GIVEN EXERCISE: Gather every line of the items that contains the word "tree" and list those lines.

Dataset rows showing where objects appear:
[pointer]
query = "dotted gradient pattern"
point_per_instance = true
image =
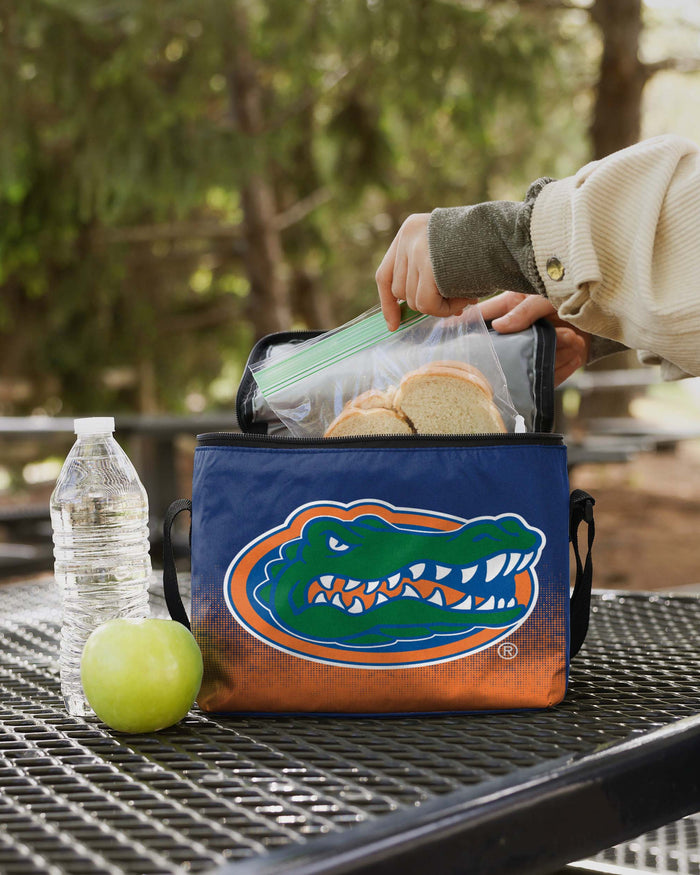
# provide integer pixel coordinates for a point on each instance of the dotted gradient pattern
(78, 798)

---

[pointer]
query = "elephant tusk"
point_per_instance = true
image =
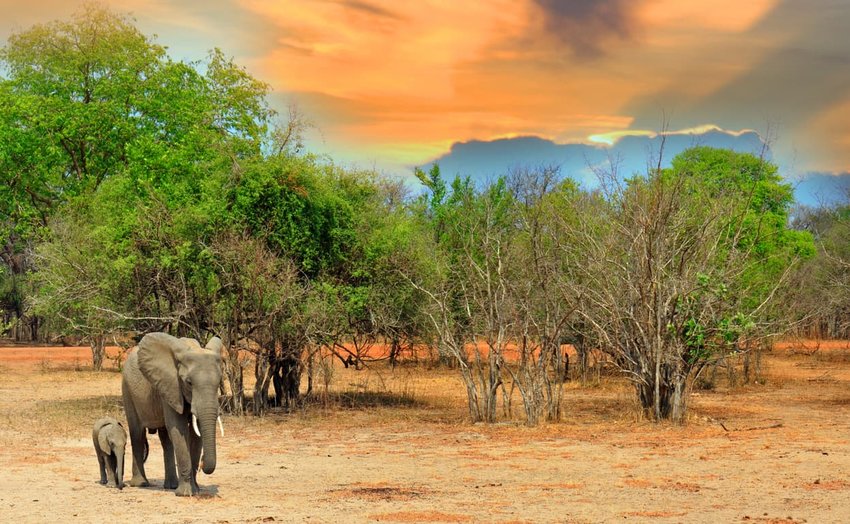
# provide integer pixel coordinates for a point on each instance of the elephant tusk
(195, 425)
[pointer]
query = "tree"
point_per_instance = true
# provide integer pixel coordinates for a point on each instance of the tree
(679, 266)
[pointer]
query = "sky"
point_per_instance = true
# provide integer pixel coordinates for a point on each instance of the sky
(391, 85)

OUTPUT BELOW:
query = "tree"
# provide integer pixel coordinates for a point on each instance of the tree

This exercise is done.